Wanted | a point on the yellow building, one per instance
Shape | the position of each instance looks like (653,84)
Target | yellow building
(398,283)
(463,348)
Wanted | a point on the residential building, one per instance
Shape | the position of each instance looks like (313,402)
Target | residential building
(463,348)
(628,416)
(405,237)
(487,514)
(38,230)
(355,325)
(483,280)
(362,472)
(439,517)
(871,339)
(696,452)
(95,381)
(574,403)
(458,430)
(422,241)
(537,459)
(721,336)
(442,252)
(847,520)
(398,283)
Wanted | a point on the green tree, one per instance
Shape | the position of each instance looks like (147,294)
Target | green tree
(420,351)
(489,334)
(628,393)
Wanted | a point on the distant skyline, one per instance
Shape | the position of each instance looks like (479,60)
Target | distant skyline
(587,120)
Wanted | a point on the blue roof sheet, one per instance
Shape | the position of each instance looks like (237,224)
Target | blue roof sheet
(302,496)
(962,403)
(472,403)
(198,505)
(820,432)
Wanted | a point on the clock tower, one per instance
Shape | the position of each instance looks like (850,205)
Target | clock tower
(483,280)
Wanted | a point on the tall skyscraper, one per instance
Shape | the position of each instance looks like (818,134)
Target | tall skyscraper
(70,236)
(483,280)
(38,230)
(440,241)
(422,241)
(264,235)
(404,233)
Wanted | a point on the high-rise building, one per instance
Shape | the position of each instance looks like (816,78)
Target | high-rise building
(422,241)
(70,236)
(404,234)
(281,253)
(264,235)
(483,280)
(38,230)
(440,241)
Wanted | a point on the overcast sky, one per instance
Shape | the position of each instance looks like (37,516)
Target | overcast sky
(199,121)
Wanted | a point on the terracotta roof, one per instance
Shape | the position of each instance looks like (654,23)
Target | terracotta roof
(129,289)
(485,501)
* * *
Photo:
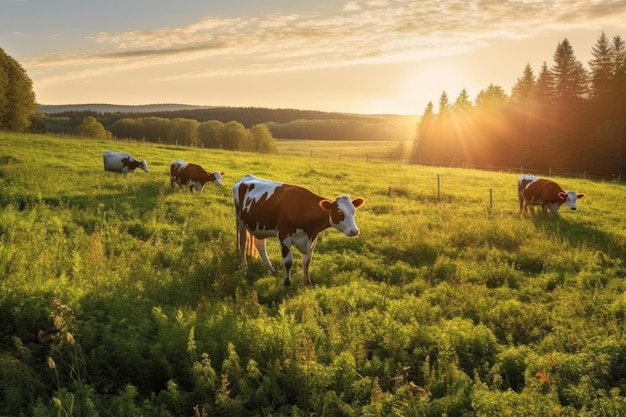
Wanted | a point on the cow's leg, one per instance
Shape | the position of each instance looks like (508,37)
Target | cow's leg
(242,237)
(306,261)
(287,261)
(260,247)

Task
Pull out each line of the material above that contains the word "residential", treating uppercase and lowercase as different.

Solution to the exercise
Wanted | a point on the residential building, one per instance
Target | residential building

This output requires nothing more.